> EXERCISE
Copy the material below verbatim, from the line containing "Return one point per instance of the yellow poster" through the line containing "pixel 253 295", with both of those lines included.

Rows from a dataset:
-.-.-
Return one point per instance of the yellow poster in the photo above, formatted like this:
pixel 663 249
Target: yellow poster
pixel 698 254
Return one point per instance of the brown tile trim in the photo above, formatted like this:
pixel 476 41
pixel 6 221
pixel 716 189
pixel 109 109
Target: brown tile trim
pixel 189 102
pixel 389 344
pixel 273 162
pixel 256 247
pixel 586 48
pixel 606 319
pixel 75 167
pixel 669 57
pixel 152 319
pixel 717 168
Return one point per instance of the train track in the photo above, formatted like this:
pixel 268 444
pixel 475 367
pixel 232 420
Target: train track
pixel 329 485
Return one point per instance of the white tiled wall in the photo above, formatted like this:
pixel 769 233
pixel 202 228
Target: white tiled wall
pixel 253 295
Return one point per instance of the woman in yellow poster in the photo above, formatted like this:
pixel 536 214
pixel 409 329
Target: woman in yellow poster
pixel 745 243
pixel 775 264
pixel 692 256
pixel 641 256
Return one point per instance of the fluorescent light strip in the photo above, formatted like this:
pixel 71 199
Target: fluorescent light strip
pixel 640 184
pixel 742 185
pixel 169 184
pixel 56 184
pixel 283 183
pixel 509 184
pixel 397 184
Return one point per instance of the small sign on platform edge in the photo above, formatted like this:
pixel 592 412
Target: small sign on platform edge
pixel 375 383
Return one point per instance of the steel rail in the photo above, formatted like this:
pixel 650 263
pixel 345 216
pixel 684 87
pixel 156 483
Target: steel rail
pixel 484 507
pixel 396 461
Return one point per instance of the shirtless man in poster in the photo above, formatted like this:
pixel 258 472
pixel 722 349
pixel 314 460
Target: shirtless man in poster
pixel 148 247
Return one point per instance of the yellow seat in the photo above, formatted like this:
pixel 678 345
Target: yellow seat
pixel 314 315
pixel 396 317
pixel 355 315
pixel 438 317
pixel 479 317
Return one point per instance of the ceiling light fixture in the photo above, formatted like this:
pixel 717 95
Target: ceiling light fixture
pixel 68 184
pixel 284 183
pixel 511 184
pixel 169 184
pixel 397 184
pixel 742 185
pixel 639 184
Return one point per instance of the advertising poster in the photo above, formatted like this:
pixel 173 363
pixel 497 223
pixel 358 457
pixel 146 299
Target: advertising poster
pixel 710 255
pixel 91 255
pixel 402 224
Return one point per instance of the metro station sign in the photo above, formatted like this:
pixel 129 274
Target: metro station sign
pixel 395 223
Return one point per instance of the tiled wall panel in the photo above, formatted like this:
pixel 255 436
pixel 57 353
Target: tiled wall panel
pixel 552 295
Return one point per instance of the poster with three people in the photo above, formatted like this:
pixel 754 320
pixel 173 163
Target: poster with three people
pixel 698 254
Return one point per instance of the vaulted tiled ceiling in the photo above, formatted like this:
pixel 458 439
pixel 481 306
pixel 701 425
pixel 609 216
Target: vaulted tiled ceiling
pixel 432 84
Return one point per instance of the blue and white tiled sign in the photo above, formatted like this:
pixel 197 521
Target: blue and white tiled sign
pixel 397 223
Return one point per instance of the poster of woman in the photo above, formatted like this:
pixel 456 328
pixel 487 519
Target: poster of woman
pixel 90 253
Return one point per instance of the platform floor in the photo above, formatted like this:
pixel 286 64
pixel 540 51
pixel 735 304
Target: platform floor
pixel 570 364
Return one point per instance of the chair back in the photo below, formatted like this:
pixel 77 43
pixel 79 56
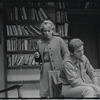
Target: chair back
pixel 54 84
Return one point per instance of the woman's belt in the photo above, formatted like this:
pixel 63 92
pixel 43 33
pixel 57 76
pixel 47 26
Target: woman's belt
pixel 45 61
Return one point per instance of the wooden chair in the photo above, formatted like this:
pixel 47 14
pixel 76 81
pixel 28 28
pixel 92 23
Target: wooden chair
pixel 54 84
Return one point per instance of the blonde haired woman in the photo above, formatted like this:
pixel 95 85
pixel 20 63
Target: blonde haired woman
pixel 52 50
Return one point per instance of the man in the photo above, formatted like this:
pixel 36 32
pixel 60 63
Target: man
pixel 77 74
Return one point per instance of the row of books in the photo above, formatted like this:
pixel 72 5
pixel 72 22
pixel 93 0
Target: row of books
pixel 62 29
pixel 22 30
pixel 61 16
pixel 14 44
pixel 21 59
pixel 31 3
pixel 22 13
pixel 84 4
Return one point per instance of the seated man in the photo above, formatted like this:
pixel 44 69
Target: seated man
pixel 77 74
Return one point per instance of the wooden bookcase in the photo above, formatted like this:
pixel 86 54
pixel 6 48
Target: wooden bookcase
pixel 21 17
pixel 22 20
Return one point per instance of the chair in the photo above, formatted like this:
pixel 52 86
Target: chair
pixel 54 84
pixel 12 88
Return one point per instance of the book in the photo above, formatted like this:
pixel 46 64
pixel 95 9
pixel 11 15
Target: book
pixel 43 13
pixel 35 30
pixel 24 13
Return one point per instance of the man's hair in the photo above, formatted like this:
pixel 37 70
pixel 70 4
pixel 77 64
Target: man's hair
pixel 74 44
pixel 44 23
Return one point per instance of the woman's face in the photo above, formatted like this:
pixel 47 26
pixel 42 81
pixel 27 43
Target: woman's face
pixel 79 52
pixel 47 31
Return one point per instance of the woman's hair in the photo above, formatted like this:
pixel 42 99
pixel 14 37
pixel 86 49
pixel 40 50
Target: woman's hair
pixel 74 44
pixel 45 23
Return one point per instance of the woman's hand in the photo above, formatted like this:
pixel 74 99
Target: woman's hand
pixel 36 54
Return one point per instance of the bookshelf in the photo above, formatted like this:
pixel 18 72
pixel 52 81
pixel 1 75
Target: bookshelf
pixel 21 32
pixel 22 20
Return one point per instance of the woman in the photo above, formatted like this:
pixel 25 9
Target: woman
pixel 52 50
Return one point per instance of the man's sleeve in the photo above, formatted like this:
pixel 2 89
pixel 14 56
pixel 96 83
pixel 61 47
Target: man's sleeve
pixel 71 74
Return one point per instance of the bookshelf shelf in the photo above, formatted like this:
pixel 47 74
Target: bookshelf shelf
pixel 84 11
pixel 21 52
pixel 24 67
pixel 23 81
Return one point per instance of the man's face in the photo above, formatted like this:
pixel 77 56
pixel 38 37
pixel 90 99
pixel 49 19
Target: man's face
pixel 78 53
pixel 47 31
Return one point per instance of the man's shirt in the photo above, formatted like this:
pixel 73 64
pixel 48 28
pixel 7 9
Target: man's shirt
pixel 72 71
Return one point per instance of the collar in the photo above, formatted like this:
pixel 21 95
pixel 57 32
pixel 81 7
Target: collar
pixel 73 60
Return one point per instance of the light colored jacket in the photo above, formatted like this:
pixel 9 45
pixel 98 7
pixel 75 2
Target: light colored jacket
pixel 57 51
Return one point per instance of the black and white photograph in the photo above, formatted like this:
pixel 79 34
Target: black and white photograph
-.-.-
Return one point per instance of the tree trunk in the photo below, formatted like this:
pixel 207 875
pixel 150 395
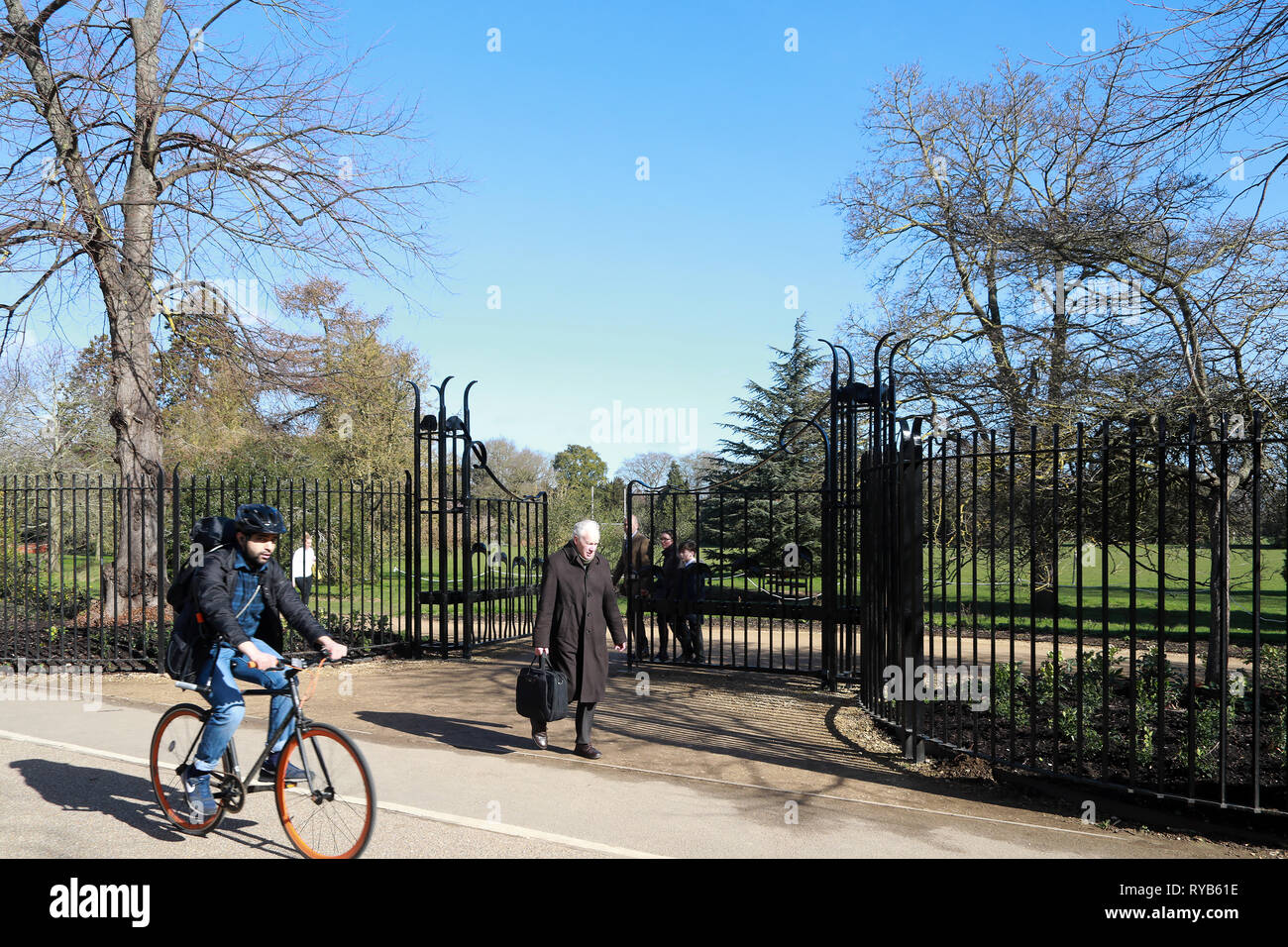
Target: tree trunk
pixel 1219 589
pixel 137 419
-.-.-
> FINAL ANSWER
Return one point per instance of the yellow poster in the photo above, formatted like this:
pixel 663 249
Target: yellow poster
pixel 698 254
Return one point per instance of the brown tile trim in the photo above, formatted like this:
pixel 476 41
pixel 6 221
pixel 716 189
pixel 109 109
Target: brown tile trim
pixel 189 102
pixel 389 344
pixel 273 162
pixel 256 247
pixel 586 48
pixel 606 319
pixel 75 167
pixel 669 57
pixel 152 319
pixel 717 168
Return one point per instance of the train track in the photo above, formatted like this:
pixel 268 444
pixel 475 367
pixel 232 420
Target: train track
pixel 329 485
Return one point per instance of the white tiled wall in the photo above, formatted like this:
pixel 769 233
pixel 202 228
Target: white tiled wall
pixel 253 295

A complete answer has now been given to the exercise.